## INFORMATION GIVEN

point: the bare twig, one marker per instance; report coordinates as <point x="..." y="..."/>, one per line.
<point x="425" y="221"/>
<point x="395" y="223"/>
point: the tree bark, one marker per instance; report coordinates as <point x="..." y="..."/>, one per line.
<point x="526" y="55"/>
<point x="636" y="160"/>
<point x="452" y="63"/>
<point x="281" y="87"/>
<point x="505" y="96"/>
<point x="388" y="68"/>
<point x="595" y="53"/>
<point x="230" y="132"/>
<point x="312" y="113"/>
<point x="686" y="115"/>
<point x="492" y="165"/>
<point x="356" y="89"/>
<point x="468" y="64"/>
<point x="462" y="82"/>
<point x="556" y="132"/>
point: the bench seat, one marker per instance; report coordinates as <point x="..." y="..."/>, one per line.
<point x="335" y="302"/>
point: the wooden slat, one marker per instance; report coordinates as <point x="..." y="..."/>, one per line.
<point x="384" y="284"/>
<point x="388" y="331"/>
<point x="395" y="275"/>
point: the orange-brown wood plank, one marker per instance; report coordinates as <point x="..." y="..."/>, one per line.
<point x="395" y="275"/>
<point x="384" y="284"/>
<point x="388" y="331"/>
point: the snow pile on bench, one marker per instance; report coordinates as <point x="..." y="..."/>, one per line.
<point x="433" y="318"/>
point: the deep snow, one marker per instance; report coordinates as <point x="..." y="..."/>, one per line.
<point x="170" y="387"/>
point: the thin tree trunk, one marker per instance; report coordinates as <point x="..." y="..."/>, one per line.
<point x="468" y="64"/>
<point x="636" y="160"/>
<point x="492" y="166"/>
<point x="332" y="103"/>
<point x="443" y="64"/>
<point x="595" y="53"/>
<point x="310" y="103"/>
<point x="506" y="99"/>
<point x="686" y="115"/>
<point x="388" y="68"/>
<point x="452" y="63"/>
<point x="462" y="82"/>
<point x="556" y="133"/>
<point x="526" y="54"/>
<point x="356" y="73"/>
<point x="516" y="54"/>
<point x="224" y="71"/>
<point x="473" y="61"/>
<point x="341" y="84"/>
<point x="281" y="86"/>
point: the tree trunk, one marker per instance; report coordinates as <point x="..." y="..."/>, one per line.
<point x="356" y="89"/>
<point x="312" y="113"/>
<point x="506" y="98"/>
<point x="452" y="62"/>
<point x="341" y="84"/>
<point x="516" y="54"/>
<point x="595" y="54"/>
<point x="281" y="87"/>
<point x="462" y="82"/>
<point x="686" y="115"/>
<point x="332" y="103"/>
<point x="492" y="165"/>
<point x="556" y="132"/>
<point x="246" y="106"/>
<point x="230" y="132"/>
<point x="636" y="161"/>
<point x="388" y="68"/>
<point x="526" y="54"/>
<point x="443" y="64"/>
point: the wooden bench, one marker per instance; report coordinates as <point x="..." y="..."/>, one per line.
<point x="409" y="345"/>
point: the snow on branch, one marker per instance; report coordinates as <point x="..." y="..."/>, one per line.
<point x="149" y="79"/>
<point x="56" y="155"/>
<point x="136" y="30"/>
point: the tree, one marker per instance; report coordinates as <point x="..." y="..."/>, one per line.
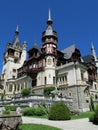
<point x="91" y="104"/>
<point x="59" y="111"/>
<point x="25" y="92"/>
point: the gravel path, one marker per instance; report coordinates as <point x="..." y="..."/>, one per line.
<point x="80" y="124"/>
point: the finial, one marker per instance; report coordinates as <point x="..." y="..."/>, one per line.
<point x="92" y="45"/>
<point x="17" y="28"/>
<point x="49" y="15"/>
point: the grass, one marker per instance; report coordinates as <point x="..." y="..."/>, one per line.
<point x="36" y="127"/>
<point x="82" y="115"/>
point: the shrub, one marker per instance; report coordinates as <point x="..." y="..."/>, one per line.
<point x="59" y="111"/>
<point x="91" y="104"/>
<point x="48" y="90"/>
<point x="10" y="108"/>
<point x="39" y="111"/>
<point x="25" y="92"/>
<point x="94" y="117"/>
<point x="29" y="111"/>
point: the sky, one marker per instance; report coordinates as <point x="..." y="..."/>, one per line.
<point x="75" y="21"/>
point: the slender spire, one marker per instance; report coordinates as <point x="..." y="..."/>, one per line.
<point x="17" y="28"/>
<point x="93" y="52"/>
<point x="16" y="38"/>
<point x="49" y="22"/>
<point x="49" y="15"/>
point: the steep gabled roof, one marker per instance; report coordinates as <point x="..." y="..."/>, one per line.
<point x="35" y="46"/>
<point x="88" y="59"/>
<point x="69" y="51"/>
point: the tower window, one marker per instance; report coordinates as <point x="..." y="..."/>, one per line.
<point x="10" y="88"/>
<point x="14" y="70"/>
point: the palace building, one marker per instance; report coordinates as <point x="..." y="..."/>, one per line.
<point x="73" y="76"/>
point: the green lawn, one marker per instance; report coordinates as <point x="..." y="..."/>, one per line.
<point x="82" y="115"/>
<point x="36" y="127"/>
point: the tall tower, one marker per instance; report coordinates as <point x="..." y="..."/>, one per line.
<point x="93" y="52"/>
<point x="49" y="49"/>
<point x="14" y="57"/>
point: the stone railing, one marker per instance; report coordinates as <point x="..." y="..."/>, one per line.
<point x="10" y="122"/>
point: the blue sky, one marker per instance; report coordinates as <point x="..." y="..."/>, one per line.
<point x="76" y="21"/>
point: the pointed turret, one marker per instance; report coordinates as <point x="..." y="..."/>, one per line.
<point x="49" y="30"/>
<point x="49" y="18"/>
<point x="93" y="52"/>
<point x="16" y="38"/>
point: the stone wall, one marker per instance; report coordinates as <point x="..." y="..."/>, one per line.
<point x="10" y="122"/>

## YOUR INSTRUCTIONS
Copy each line above precisely, dropping the pictures.

## SOLUTION TO THE EXERCISE
point: the bare twig, one marker per instance; report coordinates as <point x="..." y="..."/>, one per line.
<point x="425" y="221"/>
<point x="395" y="223"/>
point: the tree bark, one marker per instance; report coordinates as <point x="..." y="..."/>, one per line.
<point x="526" y="55"/>
<point x="636" y="160"/>
<point x="452" y="63"/>
<point x="281" y="87"/>
<point x="505" y="96"/>
<point x="388" y="68"/>
<point x="595" y="53"/>
<point x="230" y="132"/>
<point x="312" y="113"/>
<point x="686" y="115"/>
<point x="492" y="165"/>
<point x="356" y="89"/>
<point x="468" y="64"/>
<point x="462" y="82"/>
<point x="556" y="132"/>
point: the bench seat, one marker per instance; report coordinates as <point x="..." y="..."/>, one per line.
<point x="335" y="302"/>
point: the wooden slat, one marker per instance; report coordinates as <point x="..." y="..."/>, one per line.
<point x="384" y="284"/>
<point x="388" y="331"/>
<point x="395" y="275"/>
point: the orange-brown wood plank, one marker per instance; report coordinates as <point x="..." y="..."/>, one per line.
<point x="395" y="275"/>
<point x="384" y="284"/>
<point x="388" y="331"/>
point: the snow pile on bench, one marker per instance; report coordinates as <point x="..." y="..."/>, one per line.
<point x="433" y="318"/>
point: the deep snow, one marker per instance; report coordinates as <point x="..." y="..."/>, one per line.
<point x="170" y="387"/>
point: the thin tree trunk, one marker per instance; report coordinates as <point x="..." y="..."/>, one per line.
<point x="468" y="64"/>
<point x="636" y="160"/>
<point x="492" y="166"/>
<point x="332" y="103"/>
<point x="443" y="64"/>
<point x="595" y="53"/>
<point x="310" y="103"/>
<point x="506" y="99"/>
<point x="686" y="115"/>
<point x="388" y="68"/>
<point x="452" y="63"/>
<point x="462" y="82"/>
<point x="556" y="133"/>
<point x="526" y="54"/>
<point x="356" y="73"/>
<point x="516" y="54"/>
<point x="224" y="71"/>
<point x="473" y="61"/>
<point x="341" y="84"/>
<point x="281" y="86"/>
point: the tree trunk, one marker per instance; report coordinates as <point x="..." y="..."/>, one per line.
<point x="356" y="89"/>
<point x="312" y="113"/>
<point x="506" y="98"/>
<point x="452" y="62"/>
<point x="341" y="84"/>
<point x="516" y="54"/>
<point x="595" y="54"/>
<point x="281" y="87"/>
<point x="462" y="82"/>
<point x="686" y="115"/>
<point x="332" y="103"/>
<point x="492" y="165"/>
<point x="556" y="132"/>
<point x="246" y="106"/>
<point x="230" y="132"/>
<point x="636" y="161"/>
<point x="388" y="68"/>
<point x="526" y="54"/>
<point x="443" y="64"/>
point: the wooden bench, one marker per instance; report coordinates as <point x="..." y="..."/>, one per line.
<point x="409" y="345"/>
point: the snow on branch, one marker per instance; report coordinates as <point x="..." y="..."/>, one per line.
<point x="149" y="79"/>
<point x="56" y="155"/>
<point x="136" y="30"/>
point: the tree, one marker per instance; report coordinates as <point x="..." y="..."/>, one per line.
<point x="91" y="104"/>
<point x="59" y="111"/>
<point x="25" y="92"/>
point: the gravel path, one marker per instance; report coordinates as <point x="..." y="..."/>, one per line.
<point x="80" y="124"/>
point: the finial, one marker per instance; report coordinates as <point x="..." y="..."/>, one per line.
<point x="92" y="45"/>
<point x="17" y="28"/>
<point x="49" y="15"/>
point: the grass, one marker per instance; report coordinates as <point x="..." y="..."/>, one per line.
<point x="36" y="127"/>
<point x="82" y="115"/>
point: the shrub, one marker per instance; report coordinates as <point x="..." y="..."/>, one per line.
<point x="59" y="111"/>
<point x="91" y="104"/>
<point x="48" y="90"/>
<point x="10" y="108"/>
<point x="39" y="111"/>
<point x="25" y="92"/>
<point x="94" y="117"/>
<point x="29" y="111"/>
point: the sky, one marker per instance; report coordinates as <point x="..." y="..."/>, one per line.
<point x="75" y="21"/>
point: the slender spire, one marker per instance; report coordinates as <point x="..." y="..."/>, one per line.
<point x="17" y="28"/>
<point x="93" y="52"/>
<point x="16" y="38"/>
<point x="49" y="22"/>
<point x="49" y="15"/>
point: the steep gabled roof, one marker per instance; report coordinates as <point x="..." y="..."/>, one per line.
<point x="35" y="46"/>
<point x="88" y="59"/>
<point x="69" y="51"/>
point: the tower window, one marker per instance; report coordinates as <point x="..." y="..."/>, one per line.
<point x="10" y="88"/>
<point x="14" y="70"/>
point: the palace building, one marker per instance; report coordinates as <point x="..." y="..."/>, one per line.
<point x="73" y="76"/>
point: the green lawn, one marker per instance; report coordinates as <point x="..." y="..."/>, one per line.
<point x="82" y="115"/>
<point x="36" y="127"/>
point: the tall tower, one marker per instance; report coordinates as <point x="..." y="..."/>, one per line.
<point x="93" y="52"/>
<point x="49" y="49"/>
<point x="14" y="57"/>
point: the stone railing, one marker per instance; report coordinates as <point x="..." y="..."/>, one per line.
<point x="10" y="122"/>
point: the blue sky, one marker per instance; report coordinates as <point x="..." y="..."/>, one per line.
<point x="76" y="21"/>
point: the pointed turret, one marker per instance; report coordinates as <point x="..." y="..."/>, one per line.
<point x="49" y="30"/>
<point x="49" y="18"/>
<point x="93" y="52"/>
<point x="16" y="38"/>
point: the stone wall, one marker per instance; report coordinates as <point x="..." y="..."/>, one per line.
<point x="10" y="122"/>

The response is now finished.